During school holidays Dorothy travelled widely with her parents, but she saw them infrequently while being educated in England. Nominally in the care of relatives, she grew used to taking responsibility for herself and her younger sisters. After being accepted by Somerville College (at the University of Oxford) to read chemistry in 1928, Dorothy spent the summer vacation on her parents’ archaeological dig at Jerash, in what is now Jordan. Recording the geometrical designs of a Byzantine mosaic floor there prepared her for analysing more complex patterns in the future.
Among the books which encouraged Dorothy’s enthusiasm for science were two volumes based on Sir William Bragg’s Royal Institution lectures for children. They alerted her to the x-ray crystallographic discoveries which earned Bragg and his son Lawrence the 1915 Nobel prize in physics. While seeking a research project for the final year of her degree, Dorothy learned that Oxford had acquired an x-ray laboratory and a crystallographer - Herbert Powell - capable of using it. She became Powell’s first student, working in conditions that would horrify a modern safety inspector.
X-raying history
The symmetry of crystals - from gemstones to salt and sugar - has fascinated humankind for centuries. Philosophers and scientists often speculated that the geometry of a crystal must be determined by its internal structure. But it was not until 1895 that Wilhelm R?ntgen’s discovery of x-rays offered a means of confirming this.

* _ENTRIES SHOWN_
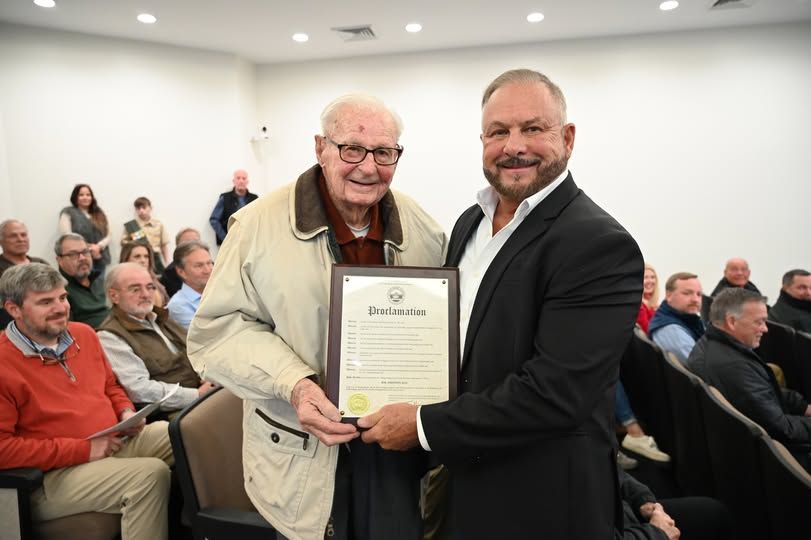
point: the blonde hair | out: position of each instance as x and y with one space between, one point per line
653 301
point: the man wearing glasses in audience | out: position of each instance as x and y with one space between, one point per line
56 390
146 349
85 290
261 331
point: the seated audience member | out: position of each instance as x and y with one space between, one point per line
793 307
15 245
724 358
146 349
141 254
193 264
650 298
170 279
85 217
676 326
696 518
85 287
635 438
736 274
229 202
148 230
57 389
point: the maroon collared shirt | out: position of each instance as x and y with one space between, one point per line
354 250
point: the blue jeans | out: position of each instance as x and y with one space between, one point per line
622 407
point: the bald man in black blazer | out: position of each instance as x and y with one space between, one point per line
529 443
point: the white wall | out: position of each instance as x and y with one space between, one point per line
697 142
128 118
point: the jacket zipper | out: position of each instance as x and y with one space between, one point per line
269 420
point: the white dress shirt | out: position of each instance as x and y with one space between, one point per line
481 249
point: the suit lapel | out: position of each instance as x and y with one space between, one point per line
465 226
533 226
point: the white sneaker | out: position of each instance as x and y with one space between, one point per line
644 446
625 462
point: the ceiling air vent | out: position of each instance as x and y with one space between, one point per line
362 32
730 4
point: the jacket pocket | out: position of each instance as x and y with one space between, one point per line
281 434
278 459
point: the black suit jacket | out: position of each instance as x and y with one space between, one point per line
529 442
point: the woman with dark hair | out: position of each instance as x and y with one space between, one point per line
84 217
140 253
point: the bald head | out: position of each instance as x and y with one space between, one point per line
240 181
343 108
737 272
14 239
130 287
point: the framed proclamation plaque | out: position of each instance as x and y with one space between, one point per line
393 337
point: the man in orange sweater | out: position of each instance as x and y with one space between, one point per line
57 389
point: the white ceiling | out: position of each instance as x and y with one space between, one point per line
261 30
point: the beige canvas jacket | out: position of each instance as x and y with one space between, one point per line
262 326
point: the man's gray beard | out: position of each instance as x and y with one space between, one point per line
546 174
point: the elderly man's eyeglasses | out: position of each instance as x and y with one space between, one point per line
76 254
138 289
353 153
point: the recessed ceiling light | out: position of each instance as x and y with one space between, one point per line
147 18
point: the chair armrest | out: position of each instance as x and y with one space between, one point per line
23 479
225 523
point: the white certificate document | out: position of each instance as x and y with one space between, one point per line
395 334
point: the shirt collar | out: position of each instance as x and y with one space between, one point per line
190 293
487 198
64 342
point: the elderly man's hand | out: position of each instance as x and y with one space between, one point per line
394 427
102 447
318 415
134 430
660 519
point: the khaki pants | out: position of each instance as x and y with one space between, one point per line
134 482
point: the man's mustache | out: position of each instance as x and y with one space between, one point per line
518 162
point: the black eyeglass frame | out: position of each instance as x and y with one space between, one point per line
398 149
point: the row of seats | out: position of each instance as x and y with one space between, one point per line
716 451
207 443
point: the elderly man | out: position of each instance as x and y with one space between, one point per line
724 358
229 202
57 389
146 349
15 245
793 307
193 265
262 325
736 274
85 289
677 326
170 279
550 286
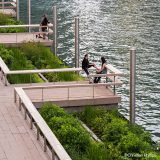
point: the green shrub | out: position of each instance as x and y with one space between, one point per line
42 57
132 143
72 135
118 134
113 131
15 60
49 110
7 20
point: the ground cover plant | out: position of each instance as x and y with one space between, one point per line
43 58
118 134
74 138
8 20
15 60
34 55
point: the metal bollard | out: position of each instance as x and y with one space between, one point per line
76 42
132 84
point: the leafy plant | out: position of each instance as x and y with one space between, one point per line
8 20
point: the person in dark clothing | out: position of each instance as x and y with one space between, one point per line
86 64
43 24
102 70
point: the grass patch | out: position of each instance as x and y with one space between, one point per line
8 20
42 57
16 60
74 138
118 134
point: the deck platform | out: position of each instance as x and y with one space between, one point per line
70 95
10 12
15 39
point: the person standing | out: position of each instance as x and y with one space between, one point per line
102 70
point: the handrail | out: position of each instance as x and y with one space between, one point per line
3 66
114 72
25 25
56 147
73 85
7 2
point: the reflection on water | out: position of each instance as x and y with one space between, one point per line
110 28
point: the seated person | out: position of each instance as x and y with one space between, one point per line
102 70
86 64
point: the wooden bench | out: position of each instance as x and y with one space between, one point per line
112 75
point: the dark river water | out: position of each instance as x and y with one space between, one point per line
109 28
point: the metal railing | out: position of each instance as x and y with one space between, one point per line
25 36
49 139
6 71
49 93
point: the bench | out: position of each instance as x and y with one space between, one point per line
112 75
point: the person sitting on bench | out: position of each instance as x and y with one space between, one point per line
102 70
86 64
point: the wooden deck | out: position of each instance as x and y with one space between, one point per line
8 12
17 141
14 39
69 95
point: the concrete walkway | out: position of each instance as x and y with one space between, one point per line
17 141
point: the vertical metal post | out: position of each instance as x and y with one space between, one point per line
53 154
68 93
45 144
114 85
15 96
5 79
31 123
55 29
38 132
76 42
42 94
29 14
17 9
3 5
20 103
25 113
132 83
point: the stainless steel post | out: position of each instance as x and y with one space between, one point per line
76 42
3 5
17 9
29 14
55 30
132 83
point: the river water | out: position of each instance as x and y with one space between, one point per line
109 28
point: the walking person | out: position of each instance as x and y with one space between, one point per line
102 70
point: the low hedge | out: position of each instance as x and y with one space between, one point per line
42 57
15 60
72 135
116 132
8 20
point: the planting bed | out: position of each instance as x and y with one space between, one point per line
8 20
30 56
119 136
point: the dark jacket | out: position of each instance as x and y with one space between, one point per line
85 63
44 23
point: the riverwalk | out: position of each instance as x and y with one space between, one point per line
17 141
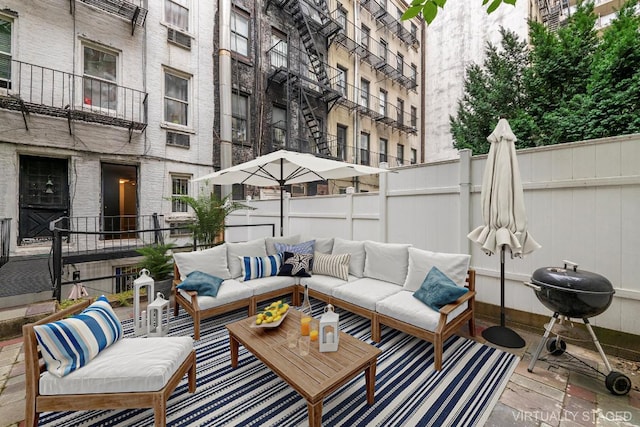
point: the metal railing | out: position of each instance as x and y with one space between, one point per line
5 236
57 93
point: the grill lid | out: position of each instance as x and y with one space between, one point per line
572 279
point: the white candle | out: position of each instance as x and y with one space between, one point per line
329 337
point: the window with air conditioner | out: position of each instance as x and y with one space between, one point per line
240 33
5 53
100 89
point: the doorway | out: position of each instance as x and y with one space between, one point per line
43 196
119 200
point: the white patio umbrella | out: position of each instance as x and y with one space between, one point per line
504 217
287 167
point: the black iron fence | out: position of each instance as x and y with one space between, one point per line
5 236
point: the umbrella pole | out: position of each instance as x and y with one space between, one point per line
501 335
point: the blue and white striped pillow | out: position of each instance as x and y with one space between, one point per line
257 267
69 344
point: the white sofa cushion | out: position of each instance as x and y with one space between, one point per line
405 307
356 249
268 284
235 250
288 240
386 261
455 266
129 365
212 261
324 284
230 291
323 244
365 292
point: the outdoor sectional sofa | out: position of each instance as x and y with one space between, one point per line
375 280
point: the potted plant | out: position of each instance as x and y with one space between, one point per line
210 215
159 262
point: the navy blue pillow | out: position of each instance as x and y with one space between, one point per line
438 290
202 283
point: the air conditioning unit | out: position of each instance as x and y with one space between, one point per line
178 38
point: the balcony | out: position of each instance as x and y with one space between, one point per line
40 90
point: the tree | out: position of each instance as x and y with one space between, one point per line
491 91
429 8
556 81
614 86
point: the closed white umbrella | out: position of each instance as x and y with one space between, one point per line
504 217
287 167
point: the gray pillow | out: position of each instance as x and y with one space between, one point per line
288 240
356 249
251 248
386 261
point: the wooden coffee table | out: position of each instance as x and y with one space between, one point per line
314 376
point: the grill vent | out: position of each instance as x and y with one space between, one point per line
178 38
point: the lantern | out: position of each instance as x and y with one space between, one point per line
158 317
140 317
329 331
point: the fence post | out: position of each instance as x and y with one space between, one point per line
57 264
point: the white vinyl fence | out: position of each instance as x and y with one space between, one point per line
582 201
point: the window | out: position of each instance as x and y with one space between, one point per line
5 53
414 117
383 49
279 127
383 102
364 93
364 37
240 117
341 152
400 63
179 187
279 49
99 88
383 149
342 19
176 13
342 81
176 99
364 148
239 33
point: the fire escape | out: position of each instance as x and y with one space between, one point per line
309 20
33 89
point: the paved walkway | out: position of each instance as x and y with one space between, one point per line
550 396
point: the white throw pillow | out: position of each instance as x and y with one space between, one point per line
455 266
235 250
386 261
356 249
288 240
212 261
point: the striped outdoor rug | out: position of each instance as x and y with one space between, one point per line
408 390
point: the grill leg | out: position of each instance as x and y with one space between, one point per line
597 344
543 342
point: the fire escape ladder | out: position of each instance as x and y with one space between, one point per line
313 125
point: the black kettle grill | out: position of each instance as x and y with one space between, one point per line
575 294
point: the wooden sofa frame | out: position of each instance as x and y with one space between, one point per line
443 331
37 403
192 308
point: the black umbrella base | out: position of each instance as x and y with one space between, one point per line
503 336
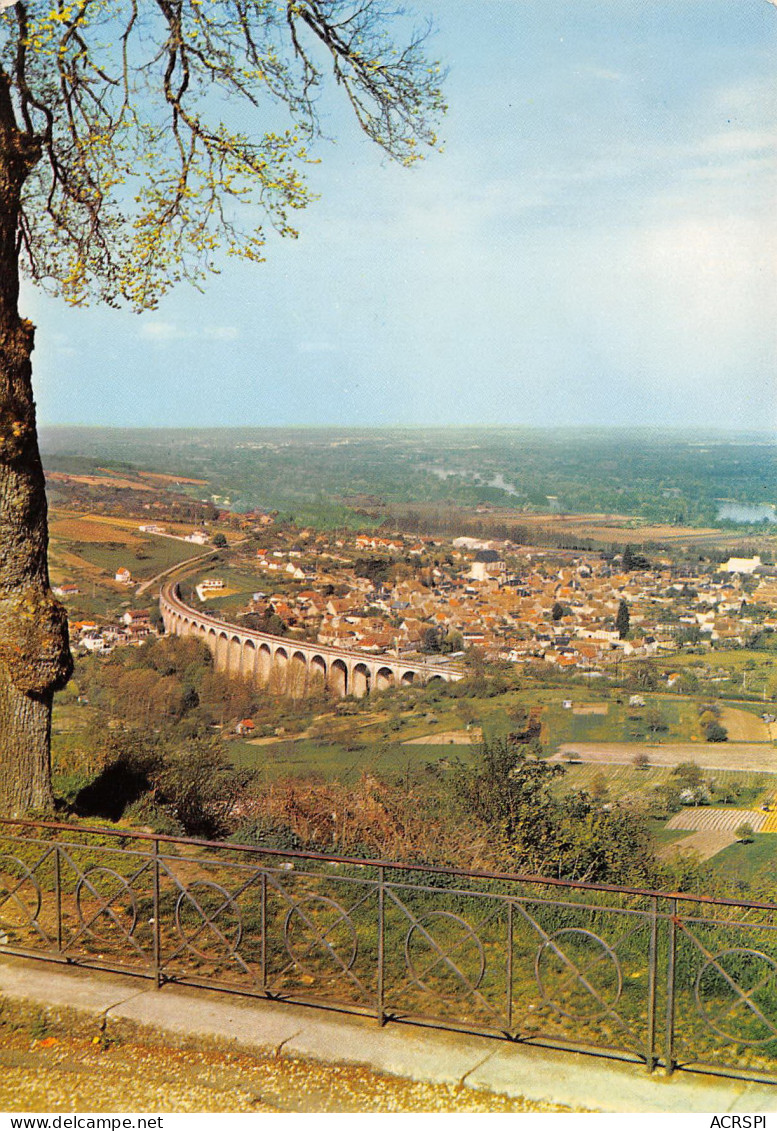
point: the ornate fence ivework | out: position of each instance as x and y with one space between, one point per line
655 978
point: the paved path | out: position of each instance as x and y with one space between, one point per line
121 1004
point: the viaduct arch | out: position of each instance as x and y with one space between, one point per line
291 666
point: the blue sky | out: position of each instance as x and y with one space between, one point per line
596 244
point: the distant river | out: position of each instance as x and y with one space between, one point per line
748 512
498 481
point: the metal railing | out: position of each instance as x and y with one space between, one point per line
653 977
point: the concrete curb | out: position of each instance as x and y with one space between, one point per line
177 1015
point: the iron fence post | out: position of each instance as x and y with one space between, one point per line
509 966
264 931
381 925
58 897
157 925
653 976
668 1045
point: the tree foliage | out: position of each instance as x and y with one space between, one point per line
533 829
147 128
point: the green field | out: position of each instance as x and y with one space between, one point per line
671 718
157 554
741 862
307 758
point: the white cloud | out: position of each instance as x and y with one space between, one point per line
162 331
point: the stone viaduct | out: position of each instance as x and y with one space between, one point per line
293 666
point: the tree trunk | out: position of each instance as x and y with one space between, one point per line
34 650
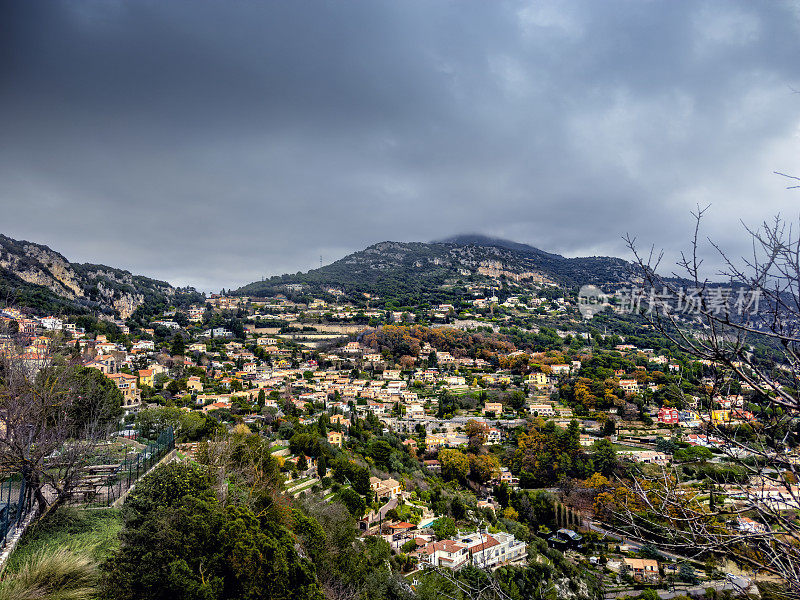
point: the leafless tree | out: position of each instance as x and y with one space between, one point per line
746 332
40 436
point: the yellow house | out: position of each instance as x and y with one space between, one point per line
194 384
720 416
495 407
538 379
146 377
433 442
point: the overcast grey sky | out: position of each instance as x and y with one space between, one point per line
212 143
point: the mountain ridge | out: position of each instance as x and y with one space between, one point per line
414 269
37 277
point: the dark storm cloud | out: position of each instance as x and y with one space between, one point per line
211 143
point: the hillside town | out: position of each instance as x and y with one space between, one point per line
412 400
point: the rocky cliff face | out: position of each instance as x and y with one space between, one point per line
86 285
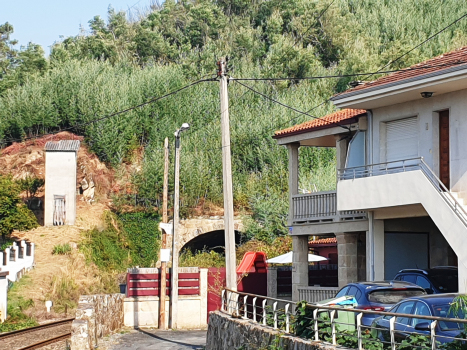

* _TASK INSTRUCTIONS_
Extend the passage on Dorothy and x-ray crystallography, picking up after its final sentence. The lines above are separate material and have no connection to the passage on Dorothy and x-ray crystallography.

* _ANSWER TO THE EXERCISE_
Diffraction - the scattering of light to produce colourful interference patterns - is now an everyday sight on compact disks and holograms, but the phenomenon was noticed long ago in naturally occurring objects, from bird feathers to oily films on puddles. In the 19th century, Thomas Young and Augustin Fresnel showed how diffraction was explained by the wave theory of light, and in 1912 Max von Laue suggested that R?ntgen’s x-rays - which had shorter wavelengths than visible light - might be similarly scattered by atoms inside crystals. Two of his assistants beamed x-rays at a crystal and successfully photographed the resulting diffraction pattern.
The Braggs refined this technique and calculated the arrangement of atoms in simple crystals such as sodium chloride. During the 1920s more complex substances were investigated - Dame Kathleen Lonsdale, for example, showed that benzene rings were flat.
But although the basic physical principles were straightforward, deducing the positions of atoms in a crystal from the pattern of spots on an x-ray photograph (or from readings on an x-ray spectrometer) was a complex task.
It was often done backwards - researchers first proposed a structure and calculated how it would scatter x-rays. Then they aimed x-rays at crystals and compared the result with their calculations. This worked on simple salts, but for larger molecules the chances of success were slim. With organic compounds, even obtaining stable crystals was often problematic. Dorothy later remarked: ’I should not like to leave an impression that all structural problems can be settled by x-ray analysis or that all crystal structures are easy to solve. I seem to have spent much more of my life not solving structures than solving them.’
Dorothy takes to the stage
The first molecules Dorothy tackled were dimethylthallium halides like Th(CH3)2Br, and with Powell’s guidance she confirmed their expected configuration. After graduating with first class honours, she moved on to Desmond Bernal’s University of Cambridge lab, then a leading centre for x-ray crystallography. Soon after arriving in 1932 she became his most valued assistant, co-authoring 12 of his published papers between 1933 and 1936 while working on her own PhD.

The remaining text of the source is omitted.